- _What you will do_
Locate each line in the listing below that contains the word "drawer" and copy those lines out. Case matters.

- _Supplied records_

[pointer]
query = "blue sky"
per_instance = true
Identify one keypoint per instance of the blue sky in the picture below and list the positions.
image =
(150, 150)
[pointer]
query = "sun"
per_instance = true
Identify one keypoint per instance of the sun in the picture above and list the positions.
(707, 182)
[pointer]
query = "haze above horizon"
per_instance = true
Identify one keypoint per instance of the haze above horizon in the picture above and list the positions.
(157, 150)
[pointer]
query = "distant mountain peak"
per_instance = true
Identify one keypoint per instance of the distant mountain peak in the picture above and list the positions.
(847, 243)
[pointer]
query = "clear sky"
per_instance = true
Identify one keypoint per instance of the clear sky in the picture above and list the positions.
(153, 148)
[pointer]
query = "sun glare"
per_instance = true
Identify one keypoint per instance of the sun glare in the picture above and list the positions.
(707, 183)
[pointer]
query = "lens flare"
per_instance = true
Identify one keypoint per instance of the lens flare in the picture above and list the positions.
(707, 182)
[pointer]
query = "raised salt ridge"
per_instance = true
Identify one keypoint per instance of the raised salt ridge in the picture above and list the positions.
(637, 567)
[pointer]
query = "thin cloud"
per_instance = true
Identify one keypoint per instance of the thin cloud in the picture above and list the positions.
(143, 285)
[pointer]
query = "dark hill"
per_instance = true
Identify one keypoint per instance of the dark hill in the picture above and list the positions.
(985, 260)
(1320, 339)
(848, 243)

--

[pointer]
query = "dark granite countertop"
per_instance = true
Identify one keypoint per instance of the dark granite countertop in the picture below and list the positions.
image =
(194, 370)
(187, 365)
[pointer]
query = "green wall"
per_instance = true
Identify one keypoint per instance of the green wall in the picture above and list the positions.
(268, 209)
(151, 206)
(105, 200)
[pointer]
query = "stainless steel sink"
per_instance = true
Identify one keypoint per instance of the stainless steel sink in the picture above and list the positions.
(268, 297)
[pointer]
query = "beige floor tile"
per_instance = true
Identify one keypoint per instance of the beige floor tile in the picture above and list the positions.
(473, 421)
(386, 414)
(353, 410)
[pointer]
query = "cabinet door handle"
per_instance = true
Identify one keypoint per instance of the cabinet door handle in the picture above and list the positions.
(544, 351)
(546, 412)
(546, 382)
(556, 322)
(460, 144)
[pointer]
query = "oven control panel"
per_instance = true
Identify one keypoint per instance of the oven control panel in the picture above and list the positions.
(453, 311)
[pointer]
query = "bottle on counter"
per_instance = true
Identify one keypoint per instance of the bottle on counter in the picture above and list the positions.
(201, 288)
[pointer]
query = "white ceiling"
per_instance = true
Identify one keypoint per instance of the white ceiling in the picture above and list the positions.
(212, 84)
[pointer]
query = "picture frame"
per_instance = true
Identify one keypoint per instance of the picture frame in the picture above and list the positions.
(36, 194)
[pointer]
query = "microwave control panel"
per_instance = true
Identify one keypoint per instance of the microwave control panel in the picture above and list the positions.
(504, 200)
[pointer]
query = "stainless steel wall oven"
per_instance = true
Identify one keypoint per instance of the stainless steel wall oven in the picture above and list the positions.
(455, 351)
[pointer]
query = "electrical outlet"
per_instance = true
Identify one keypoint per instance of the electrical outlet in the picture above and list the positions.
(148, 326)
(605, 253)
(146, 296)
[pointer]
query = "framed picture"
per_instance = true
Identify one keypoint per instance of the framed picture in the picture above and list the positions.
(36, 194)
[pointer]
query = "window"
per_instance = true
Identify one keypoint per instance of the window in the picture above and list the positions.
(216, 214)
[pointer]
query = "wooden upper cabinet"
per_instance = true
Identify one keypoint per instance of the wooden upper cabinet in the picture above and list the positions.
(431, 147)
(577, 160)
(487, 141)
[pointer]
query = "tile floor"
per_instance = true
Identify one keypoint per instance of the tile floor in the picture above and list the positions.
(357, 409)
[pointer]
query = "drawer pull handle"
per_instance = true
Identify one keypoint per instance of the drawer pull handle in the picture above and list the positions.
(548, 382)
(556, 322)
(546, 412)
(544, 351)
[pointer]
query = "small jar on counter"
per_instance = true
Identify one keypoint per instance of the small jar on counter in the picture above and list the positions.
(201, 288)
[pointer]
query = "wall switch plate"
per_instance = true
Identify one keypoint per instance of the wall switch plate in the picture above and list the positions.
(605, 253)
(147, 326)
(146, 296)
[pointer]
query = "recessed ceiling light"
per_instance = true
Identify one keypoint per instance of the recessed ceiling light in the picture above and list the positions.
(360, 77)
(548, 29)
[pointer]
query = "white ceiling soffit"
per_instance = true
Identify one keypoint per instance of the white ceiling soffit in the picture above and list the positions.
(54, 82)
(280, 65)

==

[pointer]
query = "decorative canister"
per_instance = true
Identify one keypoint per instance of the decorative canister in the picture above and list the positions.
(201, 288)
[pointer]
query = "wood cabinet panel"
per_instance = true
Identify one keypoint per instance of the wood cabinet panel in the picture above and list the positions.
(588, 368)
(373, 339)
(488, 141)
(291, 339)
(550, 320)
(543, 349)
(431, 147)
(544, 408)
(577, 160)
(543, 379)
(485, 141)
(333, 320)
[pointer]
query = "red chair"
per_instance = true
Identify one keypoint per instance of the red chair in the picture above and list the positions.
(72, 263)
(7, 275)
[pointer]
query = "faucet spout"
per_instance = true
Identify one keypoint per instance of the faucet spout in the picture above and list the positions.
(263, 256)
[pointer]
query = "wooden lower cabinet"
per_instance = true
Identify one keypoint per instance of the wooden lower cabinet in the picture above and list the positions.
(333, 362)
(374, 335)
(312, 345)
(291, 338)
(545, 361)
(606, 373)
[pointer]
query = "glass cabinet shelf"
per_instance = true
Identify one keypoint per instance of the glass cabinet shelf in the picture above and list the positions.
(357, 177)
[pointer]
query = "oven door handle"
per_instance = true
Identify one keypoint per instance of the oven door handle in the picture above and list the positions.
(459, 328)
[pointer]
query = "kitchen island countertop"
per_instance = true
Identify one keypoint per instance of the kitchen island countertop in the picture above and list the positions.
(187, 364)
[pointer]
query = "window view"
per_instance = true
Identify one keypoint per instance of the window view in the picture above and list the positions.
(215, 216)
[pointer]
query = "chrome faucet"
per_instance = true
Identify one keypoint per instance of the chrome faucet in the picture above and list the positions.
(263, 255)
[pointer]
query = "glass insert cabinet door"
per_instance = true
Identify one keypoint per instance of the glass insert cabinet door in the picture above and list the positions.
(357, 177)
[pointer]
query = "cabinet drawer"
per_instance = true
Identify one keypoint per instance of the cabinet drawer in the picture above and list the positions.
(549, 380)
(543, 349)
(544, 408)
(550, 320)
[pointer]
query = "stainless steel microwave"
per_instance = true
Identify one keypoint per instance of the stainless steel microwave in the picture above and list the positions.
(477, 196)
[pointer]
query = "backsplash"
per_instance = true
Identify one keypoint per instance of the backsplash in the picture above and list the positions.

- _The answer_
query = "drawer pull handle"
Identify one keypoint per instance of the drawer pull handle in the picture above and list the positions.
query = "cabinet drawer"
Identify one keypoint per instance of the cabinet drawer in the picture above and list the positions.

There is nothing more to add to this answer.